___ Texte fourni ___

Considérée comme une mise en garde à l’attention du PMU qui a limité ses tickets de jeu à 20 partants depuis des années et qui s’insurge à juste titre de ne pas profiter de la popularité et du prestige du Jockey-Club pour le quinté+, cette décision à la portée hautement politique est aussi (et surtout) un appel du pied (ou un clin d’oeil, ça dépend comment vous draguez) destiné aux opérateurs prêts à investir le marché français des paris hippiques sur le net à partir de…demain, ce c'est ce mardi 8 juin que l’ARJEL – autorité de régulation des jeux en ligne- délivrera ses premiers agréments. Résultat des courses ? Un quinté+ dans un handicap traditionnel, toujours rénumérateur et un volume d’enjeux gagnants sur le Jockey-Club atteignant un million d’euros d’après nos informations ! C’est trois fois plus que dans un quinté+ habituel. Et toujours selon nos informations, ce niveau de chiffre d’affaires a été atteint grâce aux accrédités, parmi lesquels quelques représentants de bookmakers étrangers venus se "couvrir". Le chemin qui a permis d’atteindre le but est certes discutable, le résultat incontestable.

 

Lope de Vega: mise en application d'une logique implacable...ou énorme coup de chance ?

___ Données d'entrée ___

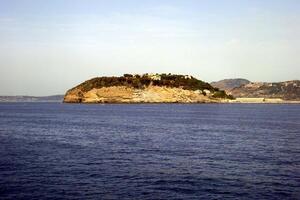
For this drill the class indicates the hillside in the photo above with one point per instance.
(288, 90)
(229, 84)
(147, 88)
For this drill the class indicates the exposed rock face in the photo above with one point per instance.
(229, 84)
(151, 94)
(144, 89)
(289, 90)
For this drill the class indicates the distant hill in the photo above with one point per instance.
(229, 84)
(288, 90)
(53, 98)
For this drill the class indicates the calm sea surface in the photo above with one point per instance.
(154, 151)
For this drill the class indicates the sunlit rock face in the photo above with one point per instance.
(157, 88)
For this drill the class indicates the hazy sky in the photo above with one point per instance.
(47, 47)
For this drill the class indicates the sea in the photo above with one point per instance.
(149, 151)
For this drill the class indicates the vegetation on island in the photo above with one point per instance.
(163, 80)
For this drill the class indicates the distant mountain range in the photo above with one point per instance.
(53, 98)
(238, 88)
(287, 90)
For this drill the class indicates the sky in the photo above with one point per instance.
(48, 47)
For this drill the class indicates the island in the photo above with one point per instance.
(146, 88)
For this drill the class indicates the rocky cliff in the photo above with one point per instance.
(147, 88)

___

=== Consignes d'exercice ===
#1 Reformulez sous forme de liste le paragraphe du texte fourni qui commence par « Considérée comme une mise en garde ». Conservez-en les faits principaux.
#2 Extrayez à l'identique les lignes des données d'entrée, depuis la ligne qui contient « For this drill the class indicates the sea » jusqu'à la fin des données d'entrée, cette première ligne comprise.

=== Résultats ===
#1
- La décision est présentée comme une mise en garde adressée au PMU, qui limite ses tickets de jeu à 20 partants depuis des années.
- Elle constitue aussi, et surtout, un appel du pied aux opérateurs prêts à investir le marché français des paris hippiques en ligne. L'ARJEL, autorité de régulation des jeux en ligne, délivre ses premiers agréments le mardi 8 juin.
- Le quinté+ s'est couru dans un handicap traditionnel, toujours rémunérateur.
- Les enjeux gagnants sur le Jockey-Club atteignent un million d'euros, soit trois fois plus que dans un quinté+ habituel.
- Ce chiffre d'affaires a été atteint grâce aux accrédités, parmi lesquels quelques représentants de bookmakers étrangers venus se « couvrir ».
- Le chemin suivi est discutable, mais le résultat est incontestable.

#2
For this drill the class indicates the sea in the photo above with one point per instance.
(149, 151)
For this drill the class indicates the vegetation on island in the photo above with one point per instance.
(163, 80)
For this drill the class indicates the distant mountain range in the photo above with one point per instance.
(53, 98)
(238, 88)
(287, 90)
For this drill the class indicates the sky in the photo above with one point per instance.
(48, 47)
For this drill the class indicates the island in the photo above with one point per instance.
(146, 88)
For this drill the class indicates the rocky cliff in the photo above with one point per instance.
(147, 88)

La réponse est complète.